• **Work instruction**
Could you restate word for word every line of the records below, from the first one to the one holding "target | carved stone niche"?

• **Listed records**
------------------------------------------------------------------------

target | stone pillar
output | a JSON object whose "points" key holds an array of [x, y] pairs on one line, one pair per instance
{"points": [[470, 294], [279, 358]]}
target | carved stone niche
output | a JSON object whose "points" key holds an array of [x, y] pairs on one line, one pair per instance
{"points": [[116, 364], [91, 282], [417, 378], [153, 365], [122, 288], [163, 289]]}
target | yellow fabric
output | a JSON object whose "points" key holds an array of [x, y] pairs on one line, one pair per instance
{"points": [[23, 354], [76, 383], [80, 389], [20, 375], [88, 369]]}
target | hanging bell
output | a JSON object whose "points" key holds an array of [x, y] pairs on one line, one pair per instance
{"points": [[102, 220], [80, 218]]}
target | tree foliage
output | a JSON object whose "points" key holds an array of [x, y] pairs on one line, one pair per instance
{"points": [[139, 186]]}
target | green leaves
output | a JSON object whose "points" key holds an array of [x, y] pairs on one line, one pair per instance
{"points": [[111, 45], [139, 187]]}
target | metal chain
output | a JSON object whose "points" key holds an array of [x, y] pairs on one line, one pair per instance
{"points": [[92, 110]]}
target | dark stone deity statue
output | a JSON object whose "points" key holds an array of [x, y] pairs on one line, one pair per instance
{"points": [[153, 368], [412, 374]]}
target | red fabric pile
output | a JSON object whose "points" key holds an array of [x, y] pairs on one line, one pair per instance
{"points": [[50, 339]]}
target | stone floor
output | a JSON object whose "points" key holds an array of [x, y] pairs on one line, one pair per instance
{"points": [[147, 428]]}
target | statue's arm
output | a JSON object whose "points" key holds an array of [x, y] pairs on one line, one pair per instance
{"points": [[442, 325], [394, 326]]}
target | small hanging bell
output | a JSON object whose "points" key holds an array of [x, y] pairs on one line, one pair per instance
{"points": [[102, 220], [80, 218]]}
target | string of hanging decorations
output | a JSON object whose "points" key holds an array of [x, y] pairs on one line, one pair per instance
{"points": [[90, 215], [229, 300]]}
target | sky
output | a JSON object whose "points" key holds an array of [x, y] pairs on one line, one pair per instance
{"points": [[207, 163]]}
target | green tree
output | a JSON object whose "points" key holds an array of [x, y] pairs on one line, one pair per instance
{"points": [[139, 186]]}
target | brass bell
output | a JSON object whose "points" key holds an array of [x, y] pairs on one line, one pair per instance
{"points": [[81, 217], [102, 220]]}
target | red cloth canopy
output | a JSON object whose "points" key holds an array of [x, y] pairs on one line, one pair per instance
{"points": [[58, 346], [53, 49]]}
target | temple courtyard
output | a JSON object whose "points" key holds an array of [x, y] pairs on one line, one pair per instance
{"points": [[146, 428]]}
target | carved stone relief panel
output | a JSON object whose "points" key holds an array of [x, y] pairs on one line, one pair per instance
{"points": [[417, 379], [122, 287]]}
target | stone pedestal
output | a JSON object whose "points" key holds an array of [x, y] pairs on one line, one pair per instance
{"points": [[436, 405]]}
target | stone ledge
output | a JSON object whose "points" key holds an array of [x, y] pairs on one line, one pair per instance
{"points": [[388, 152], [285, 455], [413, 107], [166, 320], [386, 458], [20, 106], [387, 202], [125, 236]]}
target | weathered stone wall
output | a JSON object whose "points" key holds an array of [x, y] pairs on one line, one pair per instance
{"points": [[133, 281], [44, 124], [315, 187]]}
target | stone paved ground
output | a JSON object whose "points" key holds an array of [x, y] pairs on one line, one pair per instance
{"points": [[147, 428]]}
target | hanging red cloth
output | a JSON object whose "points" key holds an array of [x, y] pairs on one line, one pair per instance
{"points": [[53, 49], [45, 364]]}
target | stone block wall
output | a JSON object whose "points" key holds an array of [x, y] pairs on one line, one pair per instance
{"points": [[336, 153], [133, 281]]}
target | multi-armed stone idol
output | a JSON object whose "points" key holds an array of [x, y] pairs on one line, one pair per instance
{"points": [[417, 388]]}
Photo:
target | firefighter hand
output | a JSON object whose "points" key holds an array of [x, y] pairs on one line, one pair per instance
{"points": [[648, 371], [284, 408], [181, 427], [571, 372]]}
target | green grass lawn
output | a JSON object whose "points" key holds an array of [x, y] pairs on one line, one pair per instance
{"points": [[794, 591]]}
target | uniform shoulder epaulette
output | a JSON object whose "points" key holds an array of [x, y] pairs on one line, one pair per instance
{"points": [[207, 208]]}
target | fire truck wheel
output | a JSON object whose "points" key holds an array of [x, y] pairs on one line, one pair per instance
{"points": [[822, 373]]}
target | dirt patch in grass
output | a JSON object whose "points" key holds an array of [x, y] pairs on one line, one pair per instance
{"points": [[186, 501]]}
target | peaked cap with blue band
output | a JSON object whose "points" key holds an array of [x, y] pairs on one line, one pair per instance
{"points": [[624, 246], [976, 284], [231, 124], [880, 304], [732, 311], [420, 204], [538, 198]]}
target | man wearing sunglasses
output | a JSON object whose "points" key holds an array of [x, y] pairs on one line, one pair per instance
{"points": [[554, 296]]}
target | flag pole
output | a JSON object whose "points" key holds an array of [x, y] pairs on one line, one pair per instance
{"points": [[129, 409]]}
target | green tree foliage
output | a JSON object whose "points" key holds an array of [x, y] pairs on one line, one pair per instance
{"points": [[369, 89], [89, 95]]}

------------------------------------------------------------------------

• **Solution**
target | stone pillar
output | a JSON object whose "points" key holds an array of [x, y] pairs on one line, one pair per instance
{"points": [[470, 294], [279, 358]]}
target | carved stone niche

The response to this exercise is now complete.